Part of a data file:

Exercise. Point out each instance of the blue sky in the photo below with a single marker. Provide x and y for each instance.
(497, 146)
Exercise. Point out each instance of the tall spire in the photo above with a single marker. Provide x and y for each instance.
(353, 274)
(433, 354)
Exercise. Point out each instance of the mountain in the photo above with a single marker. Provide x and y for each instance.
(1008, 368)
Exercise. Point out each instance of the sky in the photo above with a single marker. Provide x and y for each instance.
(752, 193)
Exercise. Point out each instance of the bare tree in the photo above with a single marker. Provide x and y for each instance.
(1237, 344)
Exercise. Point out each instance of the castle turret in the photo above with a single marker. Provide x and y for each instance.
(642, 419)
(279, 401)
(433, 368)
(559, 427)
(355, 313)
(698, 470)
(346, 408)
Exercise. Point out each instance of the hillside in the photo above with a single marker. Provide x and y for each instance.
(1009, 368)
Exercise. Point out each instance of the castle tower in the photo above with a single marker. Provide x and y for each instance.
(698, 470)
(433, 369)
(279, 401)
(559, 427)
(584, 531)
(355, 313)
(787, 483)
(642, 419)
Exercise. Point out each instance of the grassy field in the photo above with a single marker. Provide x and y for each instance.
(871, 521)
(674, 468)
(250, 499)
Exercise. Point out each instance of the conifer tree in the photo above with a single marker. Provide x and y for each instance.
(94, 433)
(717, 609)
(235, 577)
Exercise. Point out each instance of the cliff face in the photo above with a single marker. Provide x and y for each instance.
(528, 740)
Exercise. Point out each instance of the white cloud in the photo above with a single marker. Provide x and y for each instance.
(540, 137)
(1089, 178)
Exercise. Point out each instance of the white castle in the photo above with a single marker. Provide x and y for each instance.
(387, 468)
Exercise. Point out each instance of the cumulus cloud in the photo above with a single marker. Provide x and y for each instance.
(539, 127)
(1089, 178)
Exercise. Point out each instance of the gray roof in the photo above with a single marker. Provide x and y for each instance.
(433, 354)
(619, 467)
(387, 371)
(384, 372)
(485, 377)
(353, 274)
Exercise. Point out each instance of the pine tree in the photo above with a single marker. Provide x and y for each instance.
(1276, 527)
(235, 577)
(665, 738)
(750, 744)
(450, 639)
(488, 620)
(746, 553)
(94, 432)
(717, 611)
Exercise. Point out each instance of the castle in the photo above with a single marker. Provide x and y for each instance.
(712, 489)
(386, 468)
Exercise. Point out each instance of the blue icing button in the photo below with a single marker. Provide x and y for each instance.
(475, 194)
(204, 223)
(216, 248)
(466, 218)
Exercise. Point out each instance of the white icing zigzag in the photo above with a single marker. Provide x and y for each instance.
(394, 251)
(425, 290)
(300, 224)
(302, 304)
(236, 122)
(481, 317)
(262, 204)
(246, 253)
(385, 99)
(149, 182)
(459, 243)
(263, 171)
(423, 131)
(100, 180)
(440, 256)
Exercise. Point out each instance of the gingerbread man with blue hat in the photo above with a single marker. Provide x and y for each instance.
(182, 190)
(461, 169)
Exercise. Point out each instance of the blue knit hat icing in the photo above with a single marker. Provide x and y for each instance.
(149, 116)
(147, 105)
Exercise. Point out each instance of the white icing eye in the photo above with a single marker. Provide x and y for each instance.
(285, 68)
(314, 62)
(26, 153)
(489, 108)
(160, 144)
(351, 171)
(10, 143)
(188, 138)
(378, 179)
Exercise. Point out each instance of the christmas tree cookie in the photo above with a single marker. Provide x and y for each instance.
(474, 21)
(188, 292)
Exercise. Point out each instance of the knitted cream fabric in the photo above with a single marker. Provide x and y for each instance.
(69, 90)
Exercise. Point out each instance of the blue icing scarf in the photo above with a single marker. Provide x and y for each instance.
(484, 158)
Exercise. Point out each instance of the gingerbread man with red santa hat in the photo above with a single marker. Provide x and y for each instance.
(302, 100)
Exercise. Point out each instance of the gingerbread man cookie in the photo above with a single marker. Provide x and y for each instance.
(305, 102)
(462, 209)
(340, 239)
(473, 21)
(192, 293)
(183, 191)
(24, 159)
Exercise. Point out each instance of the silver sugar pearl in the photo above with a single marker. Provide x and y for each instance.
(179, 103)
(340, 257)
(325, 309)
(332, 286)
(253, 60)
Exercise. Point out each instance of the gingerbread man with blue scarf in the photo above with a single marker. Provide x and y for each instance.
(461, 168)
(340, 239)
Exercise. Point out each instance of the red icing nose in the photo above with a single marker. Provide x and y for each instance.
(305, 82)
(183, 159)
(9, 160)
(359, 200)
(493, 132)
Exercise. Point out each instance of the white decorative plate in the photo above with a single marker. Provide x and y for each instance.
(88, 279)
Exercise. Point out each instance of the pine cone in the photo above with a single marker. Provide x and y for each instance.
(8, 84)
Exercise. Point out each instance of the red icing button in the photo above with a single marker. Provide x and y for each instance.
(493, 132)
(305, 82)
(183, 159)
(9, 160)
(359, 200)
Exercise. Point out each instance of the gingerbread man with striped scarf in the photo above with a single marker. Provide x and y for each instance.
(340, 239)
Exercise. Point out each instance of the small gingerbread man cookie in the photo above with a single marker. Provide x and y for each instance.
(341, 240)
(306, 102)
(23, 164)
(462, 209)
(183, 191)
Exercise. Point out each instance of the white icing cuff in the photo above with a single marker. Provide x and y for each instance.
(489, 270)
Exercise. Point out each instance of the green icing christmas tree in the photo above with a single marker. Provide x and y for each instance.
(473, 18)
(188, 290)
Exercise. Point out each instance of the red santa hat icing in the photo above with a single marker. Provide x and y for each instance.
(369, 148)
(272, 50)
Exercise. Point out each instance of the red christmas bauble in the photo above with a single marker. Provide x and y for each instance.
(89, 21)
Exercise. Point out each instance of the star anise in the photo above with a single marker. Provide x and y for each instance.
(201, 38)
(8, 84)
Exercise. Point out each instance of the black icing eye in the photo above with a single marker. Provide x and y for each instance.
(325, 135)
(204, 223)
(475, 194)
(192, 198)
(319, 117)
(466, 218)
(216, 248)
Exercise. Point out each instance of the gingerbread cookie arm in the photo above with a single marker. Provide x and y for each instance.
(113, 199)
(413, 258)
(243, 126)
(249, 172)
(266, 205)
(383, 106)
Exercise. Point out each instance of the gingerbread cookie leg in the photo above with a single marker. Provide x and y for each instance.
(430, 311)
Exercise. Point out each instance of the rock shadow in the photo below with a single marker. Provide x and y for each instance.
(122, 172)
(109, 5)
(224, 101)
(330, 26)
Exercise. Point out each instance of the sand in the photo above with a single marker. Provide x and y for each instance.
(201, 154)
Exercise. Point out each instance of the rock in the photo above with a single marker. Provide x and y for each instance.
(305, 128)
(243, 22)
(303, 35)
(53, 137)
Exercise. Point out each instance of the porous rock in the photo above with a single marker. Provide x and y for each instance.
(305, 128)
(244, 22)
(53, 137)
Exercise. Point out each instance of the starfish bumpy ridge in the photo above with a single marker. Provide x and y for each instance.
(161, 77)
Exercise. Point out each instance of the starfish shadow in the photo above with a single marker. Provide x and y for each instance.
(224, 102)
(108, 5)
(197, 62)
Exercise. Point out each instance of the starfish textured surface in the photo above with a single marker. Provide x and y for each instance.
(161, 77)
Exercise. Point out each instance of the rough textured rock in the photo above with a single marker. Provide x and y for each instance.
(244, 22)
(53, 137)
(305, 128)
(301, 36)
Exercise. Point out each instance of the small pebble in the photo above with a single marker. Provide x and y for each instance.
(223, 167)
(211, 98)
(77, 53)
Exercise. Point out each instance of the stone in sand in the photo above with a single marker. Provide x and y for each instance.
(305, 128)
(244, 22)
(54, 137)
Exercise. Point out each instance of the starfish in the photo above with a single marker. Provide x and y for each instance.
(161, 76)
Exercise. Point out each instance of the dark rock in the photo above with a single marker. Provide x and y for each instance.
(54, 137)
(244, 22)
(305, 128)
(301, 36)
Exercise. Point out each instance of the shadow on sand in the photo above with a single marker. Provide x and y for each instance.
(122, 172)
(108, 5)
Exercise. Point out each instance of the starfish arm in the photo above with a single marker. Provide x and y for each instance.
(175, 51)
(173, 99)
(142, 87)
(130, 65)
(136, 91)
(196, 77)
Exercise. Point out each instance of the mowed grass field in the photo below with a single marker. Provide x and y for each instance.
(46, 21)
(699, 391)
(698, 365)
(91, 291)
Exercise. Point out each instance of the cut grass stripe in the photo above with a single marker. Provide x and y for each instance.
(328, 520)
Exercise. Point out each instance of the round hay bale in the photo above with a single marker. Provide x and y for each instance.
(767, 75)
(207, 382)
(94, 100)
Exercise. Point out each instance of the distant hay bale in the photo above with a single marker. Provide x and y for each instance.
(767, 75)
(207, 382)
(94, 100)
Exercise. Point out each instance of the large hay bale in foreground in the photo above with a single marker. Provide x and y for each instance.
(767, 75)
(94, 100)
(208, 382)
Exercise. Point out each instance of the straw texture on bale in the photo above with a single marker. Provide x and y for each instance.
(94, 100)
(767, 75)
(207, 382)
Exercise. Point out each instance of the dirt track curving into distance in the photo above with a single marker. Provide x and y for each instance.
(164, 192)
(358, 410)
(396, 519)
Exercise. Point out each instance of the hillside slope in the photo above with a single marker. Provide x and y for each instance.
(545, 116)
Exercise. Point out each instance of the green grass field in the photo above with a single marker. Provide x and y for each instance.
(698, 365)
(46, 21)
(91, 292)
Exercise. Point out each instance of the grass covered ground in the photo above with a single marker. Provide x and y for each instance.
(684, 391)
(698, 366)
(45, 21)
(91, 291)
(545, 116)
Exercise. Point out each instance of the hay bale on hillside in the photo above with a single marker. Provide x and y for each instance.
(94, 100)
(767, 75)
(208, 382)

- Written request
Write out exactly the lines from the line holding "Exercise. Point out each instance of the dirt" through the last line of the data, and nothing besides those lines.

- Answer below
Exercise. Point out each instance of the dirt track curving into distance in the photo above with a single marker. Provide x and y for each instance.
(164, 192)
(358, 410)
(396, 519)
Exercise. Point out each instance of the hillside slope in the photo above with a single marker. Provide x and y for each instance.
(545, 116)
Exercise. Point out each instance of the green grass field in the photo above with a single marker. Provide x and y for each instance.
(698, 365)
(46, 21)
(91, 292)
Exercise. Point out each instance of the grass covered ground in the photo above with a single marker. Provide x and y for each instance.
(684, 391)
(698, 366)
(45, 21)
(91, 291)
(545, 116)
Exercise. Point out each instance of the hay bale on hillside in the photo above with a single marker. Provide x and y for each instance.
(94, 100)
(767, 75)
(208, 382)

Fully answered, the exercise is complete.